___ Records supplied ___

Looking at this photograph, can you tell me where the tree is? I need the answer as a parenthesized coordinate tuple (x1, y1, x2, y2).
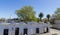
(16, 6, 36, 22)
(53, 8, 60, 20)
(39, 12, 43, 21)
(46, 14, 50, 21)
(36, 18, 40, 22)
(0, 18, 6, 22)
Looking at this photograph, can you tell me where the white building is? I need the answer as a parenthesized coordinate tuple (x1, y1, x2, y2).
(0, 22, 50, 35)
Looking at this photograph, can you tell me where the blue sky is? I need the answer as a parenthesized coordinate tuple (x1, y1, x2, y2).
(0, 0, 60, 19)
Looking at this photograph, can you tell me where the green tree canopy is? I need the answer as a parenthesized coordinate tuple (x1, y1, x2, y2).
(16, 6, 36, 22)
(53, 8, 60, 20)
(46, 14, 50, 21)
(39, 12, 43, 21)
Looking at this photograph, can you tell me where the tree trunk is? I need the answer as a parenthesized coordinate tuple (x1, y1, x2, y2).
(40, 17, 41, 22)
(48, 18, 49, 21)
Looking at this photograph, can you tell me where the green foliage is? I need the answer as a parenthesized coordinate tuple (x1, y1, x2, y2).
(44, 18, 48, 23)
(55, 8, 60, 14)
(0, 18, 5, 22)
(36, 18, 40, 22)
(39, 12, 43, 21)
(16, 6, 37, 22)
(53, 8, 60, 20)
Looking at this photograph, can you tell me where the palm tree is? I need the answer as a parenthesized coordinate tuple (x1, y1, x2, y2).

___

• Exercise description
Restate the records above in full, word for word. Keep pictures out.

• Answer to the problem
Looking at this photograph, can you tell me where the tree is? I need the answer as a parenthesized coordinate tuple (x1, y1, x2, y2).
(16, 6, 36, 22)
(53, 8, 60, 20)
(39, 12, 43, 21)
(46, 14, 50, 21)
(36, 18, 40, 22)
(0, 18, 6, 22)
Looking at this photograph, can you tell me where the white building is? I need the answer as a parenthesized coordinate tuple (x1, y1, x2, y2).
(0, 22, 50, 35)
Looking at this photograph, can you tell me where the blue sky is? I need the answer as a parenthesized coordinate tuple (x1, y1, x2, y2).
(0, 0, 60, 19)
Looking at this photograph, can you tell me where the green tree canopy is? I need the answer as a parenthesized coordinate tuple (x1, y1, x2, y2).
(16, 6, 36, 22)
(53, 8, 60, 20)
(46, 14, 50, 21)
(39, 12, 43, 21)
Looking at this photograph, can you tell me where the tree trunk is? I need the answer as a parenthesized coordinate tuple (x1, y1, x2, y2).
(40, 17, 41, 22)
(48, 18, 49, 21)
Looking at this photograph, can you tell me where the green foliage is? I need the answer as a parenthesized coordinate tuple (x1, y1, x2, y2).
(44, 18, 48, 23)
(55, 8, 60, 14)
(0, 18, 5, 22)
(36, 18, 40, 22)
(39, 12, 43, 21)
(16, 6, 37, 22)
(53, 8, 60, 20)
Looking at this photograph, can you tell me where the palm tree is? I need the answer as a parenthesized coordinate tuple (x1, y1, x2, y2).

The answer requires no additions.